• Aufgabe: Schreibe den Text über das Leben mit ADHS als Spätdiagnostizierte nach seinem letzten Satz weiter.

Tag-Archiv | ADHS

What’s up? Mein Leben mit ADHS als Spätdiagnostizierte

Vieles gibt mittlerweile richtig viel Sinn, seit ich weiß, dass ich neurodivergent bin. Gerade im Bereich Nahrungsaufnahme und Trinken gibt es bei mir nur „ganz oder gar nicht“…

Es zeigt sich bei Vorliegen einer AD(H)S auch eine deutliche Erhöhung des Auftretens von allen Essstörungen. Sowohl Magersucht (Anorexie), Ess-Brechsucht (Bullimie) und Esssucht (Hyperphagie) kommen gehäuft bei AD(H)S vor. Bullimie und Esssucht gehören zu den Störungen der Impulskontrolle, weil die Betroffenen Unmengen von Nahrungsmitteln in sich hinein schaufeln, während die Magersucht eher zwanghafte Anteile hat, weil Betroffene hier sich überkontrollieren und einfach gar nichts essen. Im Laufe des Lebens können die Essstörungen in andere Formen übergehen oder sich abwechseln.

adhs-muenchen.net

Um regelmäßiger zu Trinken [ich trinke fast ausschließlich Leitungswasser; das mit Kohlensäure versetzte schmeckt mir persönlich überhaupt nicht] bediene ich mich verschiedener Tricks. Zum Einen besitze ich eine Flasche, die über Lichtsignale auf sich aufmerksam macht – sofern ich denn daran denke, diese regelmäßig über das mitgelieferte USB-Kabel aufzuladen….

• Daten zum Zeigen auf Regionen:

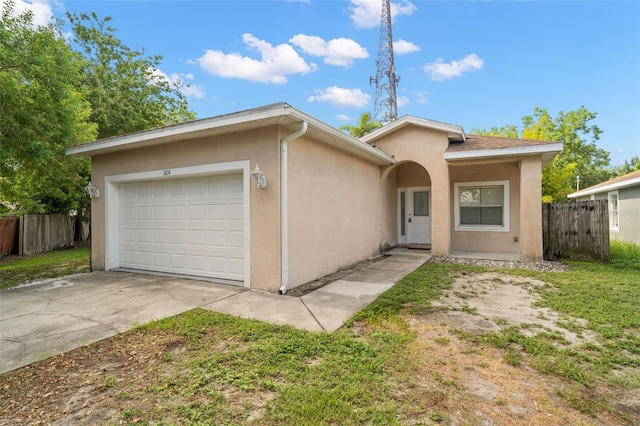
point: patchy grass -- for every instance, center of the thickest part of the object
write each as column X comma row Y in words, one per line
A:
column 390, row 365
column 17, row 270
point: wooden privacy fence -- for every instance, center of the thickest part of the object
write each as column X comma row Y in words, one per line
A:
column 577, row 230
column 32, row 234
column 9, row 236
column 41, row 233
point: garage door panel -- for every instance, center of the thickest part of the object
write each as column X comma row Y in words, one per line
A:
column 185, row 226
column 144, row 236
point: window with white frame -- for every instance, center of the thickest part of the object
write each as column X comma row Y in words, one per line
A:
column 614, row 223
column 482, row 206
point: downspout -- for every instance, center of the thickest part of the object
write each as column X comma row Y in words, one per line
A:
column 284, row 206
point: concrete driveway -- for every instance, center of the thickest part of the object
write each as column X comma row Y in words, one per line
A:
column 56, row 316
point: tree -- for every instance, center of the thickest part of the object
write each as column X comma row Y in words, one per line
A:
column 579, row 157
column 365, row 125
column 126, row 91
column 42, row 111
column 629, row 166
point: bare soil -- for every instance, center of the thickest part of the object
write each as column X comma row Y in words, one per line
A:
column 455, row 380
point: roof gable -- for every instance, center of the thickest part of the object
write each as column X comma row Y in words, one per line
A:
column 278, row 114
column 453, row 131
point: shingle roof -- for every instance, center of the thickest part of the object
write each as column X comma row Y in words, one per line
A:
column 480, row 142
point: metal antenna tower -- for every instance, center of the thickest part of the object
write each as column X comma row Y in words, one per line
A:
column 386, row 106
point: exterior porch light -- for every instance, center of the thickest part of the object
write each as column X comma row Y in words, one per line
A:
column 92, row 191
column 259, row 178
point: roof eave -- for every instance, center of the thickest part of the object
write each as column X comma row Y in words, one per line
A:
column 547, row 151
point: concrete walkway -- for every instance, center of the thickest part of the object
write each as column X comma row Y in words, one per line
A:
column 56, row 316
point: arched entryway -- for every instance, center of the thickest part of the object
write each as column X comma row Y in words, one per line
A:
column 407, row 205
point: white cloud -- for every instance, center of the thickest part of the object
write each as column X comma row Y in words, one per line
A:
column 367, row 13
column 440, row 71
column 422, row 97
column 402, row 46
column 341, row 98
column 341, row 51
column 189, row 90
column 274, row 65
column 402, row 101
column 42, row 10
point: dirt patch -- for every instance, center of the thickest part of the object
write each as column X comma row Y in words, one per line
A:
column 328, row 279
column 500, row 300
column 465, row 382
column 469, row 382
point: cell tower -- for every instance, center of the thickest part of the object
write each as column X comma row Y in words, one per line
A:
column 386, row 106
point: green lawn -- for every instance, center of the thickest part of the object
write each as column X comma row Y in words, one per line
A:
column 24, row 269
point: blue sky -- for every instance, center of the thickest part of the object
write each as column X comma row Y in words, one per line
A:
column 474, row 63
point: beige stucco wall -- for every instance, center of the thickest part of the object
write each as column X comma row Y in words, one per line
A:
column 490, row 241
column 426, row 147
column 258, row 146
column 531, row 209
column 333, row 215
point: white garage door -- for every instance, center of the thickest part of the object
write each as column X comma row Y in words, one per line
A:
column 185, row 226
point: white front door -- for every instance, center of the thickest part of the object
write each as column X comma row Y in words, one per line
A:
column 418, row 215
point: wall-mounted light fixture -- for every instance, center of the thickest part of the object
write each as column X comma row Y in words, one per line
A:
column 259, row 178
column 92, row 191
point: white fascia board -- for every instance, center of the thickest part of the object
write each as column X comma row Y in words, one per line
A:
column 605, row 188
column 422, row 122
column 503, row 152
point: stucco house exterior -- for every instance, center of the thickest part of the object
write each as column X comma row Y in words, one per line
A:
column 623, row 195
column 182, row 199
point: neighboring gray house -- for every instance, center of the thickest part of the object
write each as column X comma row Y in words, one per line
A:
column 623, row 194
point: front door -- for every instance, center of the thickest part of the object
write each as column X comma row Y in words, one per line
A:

...

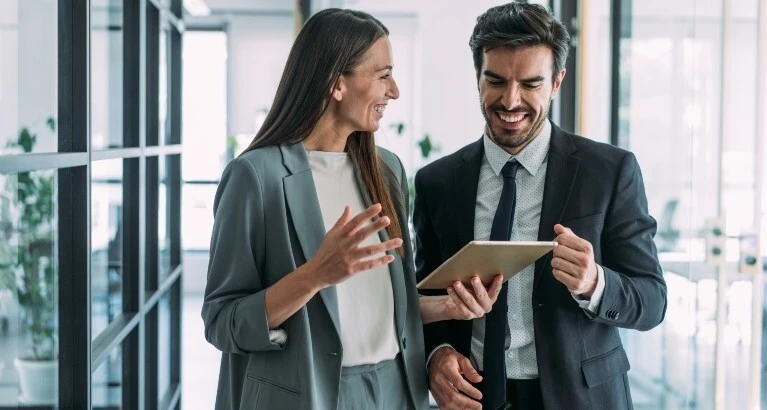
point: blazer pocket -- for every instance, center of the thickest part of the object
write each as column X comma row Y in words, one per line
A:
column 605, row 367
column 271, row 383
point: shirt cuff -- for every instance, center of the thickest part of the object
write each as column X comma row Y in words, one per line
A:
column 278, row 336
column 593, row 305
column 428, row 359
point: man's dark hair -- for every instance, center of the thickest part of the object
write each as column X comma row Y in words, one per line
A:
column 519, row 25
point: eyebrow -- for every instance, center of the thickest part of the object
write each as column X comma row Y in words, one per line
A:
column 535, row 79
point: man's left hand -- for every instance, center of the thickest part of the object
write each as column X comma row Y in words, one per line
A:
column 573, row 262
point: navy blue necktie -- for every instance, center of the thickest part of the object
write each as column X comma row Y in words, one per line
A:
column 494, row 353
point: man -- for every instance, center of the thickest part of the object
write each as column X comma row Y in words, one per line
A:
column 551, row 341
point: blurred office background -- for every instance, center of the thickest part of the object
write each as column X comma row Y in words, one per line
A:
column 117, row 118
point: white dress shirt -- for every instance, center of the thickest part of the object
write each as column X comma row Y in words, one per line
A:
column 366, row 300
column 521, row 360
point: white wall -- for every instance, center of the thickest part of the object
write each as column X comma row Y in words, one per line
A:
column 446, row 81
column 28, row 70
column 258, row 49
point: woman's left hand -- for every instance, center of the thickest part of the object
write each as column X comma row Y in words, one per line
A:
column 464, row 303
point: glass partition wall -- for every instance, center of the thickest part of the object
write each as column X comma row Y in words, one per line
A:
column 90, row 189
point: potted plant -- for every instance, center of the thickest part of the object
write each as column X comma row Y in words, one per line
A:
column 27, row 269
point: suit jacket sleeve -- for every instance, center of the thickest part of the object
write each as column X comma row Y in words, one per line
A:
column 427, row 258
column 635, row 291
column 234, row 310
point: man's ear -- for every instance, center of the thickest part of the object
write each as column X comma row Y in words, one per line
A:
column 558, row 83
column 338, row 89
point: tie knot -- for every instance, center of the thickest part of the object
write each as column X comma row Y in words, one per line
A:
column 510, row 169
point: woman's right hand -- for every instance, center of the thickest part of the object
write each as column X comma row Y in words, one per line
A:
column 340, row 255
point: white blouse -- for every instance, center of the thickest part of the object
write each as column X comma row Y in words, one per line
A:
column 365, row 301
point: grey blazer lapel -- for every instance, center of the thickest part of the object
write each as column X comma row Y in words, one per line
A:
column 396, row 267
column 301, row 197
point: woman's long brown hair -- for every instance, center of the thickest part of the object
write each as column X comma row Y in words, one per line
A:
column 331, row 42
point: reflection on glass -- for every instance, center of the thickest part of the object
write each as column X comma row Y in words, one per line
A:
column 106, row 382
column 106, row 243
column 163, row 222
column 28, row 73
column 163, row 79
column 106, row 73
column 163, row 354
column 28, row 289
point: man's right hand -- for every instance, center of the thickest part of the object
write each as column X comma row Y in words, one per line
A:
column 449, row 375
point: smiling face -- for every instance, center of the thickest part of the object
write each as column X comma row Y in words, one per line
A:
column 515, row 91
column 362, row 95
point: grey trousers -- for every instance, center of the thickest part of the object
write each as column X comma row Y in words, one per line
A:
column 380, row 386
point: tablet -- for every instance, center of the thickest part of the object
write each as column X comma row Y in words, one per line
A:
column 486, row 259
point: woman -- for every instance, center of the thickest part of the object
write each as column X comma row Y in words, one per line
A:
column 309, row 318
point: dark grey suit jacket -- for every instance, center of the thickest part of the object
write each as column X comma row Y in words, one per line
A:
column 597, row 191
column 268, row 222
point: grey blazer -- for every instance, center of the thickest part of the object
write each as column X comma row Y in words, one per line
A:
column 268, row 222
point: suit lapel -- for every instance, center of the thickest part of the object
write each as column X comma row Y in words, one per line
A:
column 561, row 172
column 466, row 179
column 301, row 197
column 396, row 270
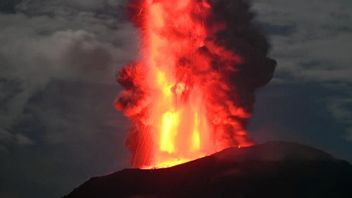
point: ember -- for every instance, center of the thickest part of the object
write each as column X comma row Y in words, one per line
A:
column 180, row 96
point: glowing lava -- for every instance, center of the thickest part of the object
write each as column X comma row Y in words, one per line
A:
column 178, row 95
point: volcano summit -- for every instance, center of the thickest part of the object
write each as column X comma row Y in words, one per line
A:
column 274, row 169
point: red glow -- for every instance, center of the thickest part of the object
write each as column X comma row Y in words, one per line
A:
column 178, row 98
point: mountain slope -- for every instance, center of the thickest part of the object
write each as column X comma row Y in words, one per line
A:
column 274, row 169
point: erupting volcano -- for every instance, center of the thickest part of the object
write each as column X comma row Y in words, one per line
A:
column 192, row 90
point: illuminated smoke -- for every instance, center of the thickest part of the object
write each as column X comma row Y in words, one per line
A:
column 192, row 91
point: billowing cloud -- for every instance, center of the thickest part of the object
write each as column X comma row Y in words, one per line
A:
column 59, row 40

==

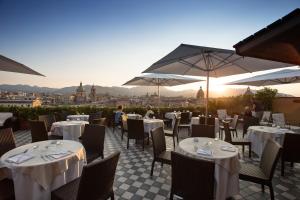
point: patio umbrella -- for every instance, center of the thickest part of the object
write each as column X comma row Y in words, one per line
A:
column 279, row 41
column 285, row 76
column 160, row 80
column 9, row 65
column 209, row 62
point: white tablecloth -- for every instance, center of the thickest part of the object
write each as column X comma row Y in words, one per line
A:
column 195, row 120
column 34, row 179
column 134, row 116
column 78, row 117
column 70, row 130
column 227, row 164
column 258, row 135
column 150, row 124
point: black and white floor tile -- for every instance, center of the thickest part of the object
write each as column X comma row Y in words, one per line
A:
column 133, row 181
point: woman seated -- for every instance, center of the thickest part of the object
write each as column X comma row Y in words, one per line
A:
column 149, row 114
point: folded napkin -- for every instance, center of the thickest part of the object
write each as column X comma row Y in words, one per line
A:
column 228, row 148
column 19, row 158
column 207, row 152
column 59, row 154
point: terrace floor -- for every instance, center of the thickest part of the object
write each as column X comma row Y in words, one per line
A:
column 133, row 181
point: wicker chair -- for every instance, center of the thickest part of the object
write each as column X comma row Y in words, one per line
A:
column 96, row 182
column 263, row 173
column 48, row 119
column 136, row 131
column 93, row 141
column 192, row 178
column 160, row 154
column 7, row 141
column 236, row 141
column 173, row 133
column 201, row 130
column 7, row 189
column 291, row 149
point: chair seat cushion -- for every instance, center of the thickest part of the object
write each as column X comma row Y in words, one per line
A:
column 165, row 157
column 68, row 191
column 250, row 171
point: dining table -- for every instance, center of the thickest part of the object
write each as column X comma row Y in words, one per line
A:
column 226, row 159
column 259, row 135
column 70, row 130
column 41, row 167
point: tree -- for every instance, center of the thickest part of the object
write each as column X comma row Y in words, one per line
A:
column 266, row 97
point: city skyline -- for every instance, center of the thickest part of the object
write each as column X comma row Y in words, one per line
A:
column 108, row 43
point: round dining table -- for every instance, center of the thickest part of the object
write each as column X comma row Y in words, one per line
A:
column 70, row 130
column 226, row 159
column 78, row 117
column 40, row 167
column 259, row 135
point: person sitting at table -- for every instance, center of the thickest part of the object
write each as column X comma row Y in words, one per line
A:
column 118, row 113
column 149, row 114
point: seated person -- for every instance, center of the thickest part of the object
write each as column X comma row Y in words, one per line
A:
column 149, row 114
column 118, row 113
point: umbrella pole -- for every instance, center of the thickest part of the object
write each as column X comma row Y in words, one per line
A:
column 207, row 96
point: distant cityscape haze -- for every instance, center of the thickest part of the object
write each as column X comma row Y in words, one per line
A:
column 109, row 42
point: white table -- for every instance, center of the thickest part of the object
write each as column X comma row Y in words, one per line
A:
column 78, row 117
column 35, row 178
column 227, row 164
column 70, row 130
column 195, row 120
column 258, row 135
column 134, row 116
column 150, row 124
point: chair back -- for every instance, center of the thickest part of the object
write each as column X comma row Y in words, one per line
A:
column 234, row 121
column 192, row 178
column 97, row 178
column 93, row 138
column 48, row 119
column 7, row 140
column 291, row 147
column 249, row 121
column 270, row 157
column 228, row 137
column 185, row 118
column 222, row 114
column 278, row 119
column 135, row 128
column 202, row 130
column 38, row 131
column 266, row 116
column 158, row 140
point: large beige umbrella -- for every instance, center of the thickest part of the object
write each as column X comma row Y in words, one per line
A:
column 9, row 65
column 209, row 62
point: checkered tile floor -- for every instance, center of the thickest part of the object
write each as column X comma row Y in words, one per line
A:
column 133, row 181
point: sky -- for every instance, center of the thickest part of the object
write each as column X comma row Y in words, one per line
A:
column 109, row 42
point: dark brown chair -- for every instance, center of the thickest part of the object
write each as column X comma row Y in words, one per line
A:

• Antwort zur Aufgabe:
Jetzt im Sommer habe ich es mir zudem angewöhnt, immer eine größere Menge Eiswürfel vorrätig zu haben. Das bietet sich vor allem im Home Office an. Morgens vor Arbeitsbeginn mache ich eine große Karaffe fertig. Eiswürfel gepaart mit kaltem Wasser, eventuell noch Zitronenscheiben [oder tiefgekühlter Zitronensaft] und zumindest für den Vormittag ist schon mal die Flüssigkeitszufuhr gesichert. Meist mache ich mir dann zur Mittagspause direkt nochmals eine Karaffe fertig.

Alternativ – wenn es zum Beispiel so kalt ist wie in den letzten Tagen – gibt es dann Tee in rauen Mengen. Ich persönlich liebe Salbei- und Fencheltee sehr, aber auch Minze steht bei mir hoch im Kurs.

Zum Thema Essen habe ich persönlich ja ein durchaus gespaltenes Verhältnis. Ich weiß, was ich essen sollte, in welchen Mengen und vor allem, dass ich regelmäßig essen muss. Ich bin ja nun wirklich kein Frühstücksmensch, seit ich jedoch mein ADHS-Medikament verordnet bekam, muss ich beispielsweise frühstücken. Gar nicht meines!

Zudem ist es so, dass ich alles andere als schlank bin und mein Essverhalten mit Hyperphagie bezeichnet wird. Wirklich nicht lustig, denn Impulskontrolle ist für mich alles andere als einfach. Da muss ich mir wirklich noch Strategien einfallen lassen.

Dieser Beitrag wurde am 1. August 2023, in Deep Shit veröffentlicht und verschlagwortet mit .

What’s up?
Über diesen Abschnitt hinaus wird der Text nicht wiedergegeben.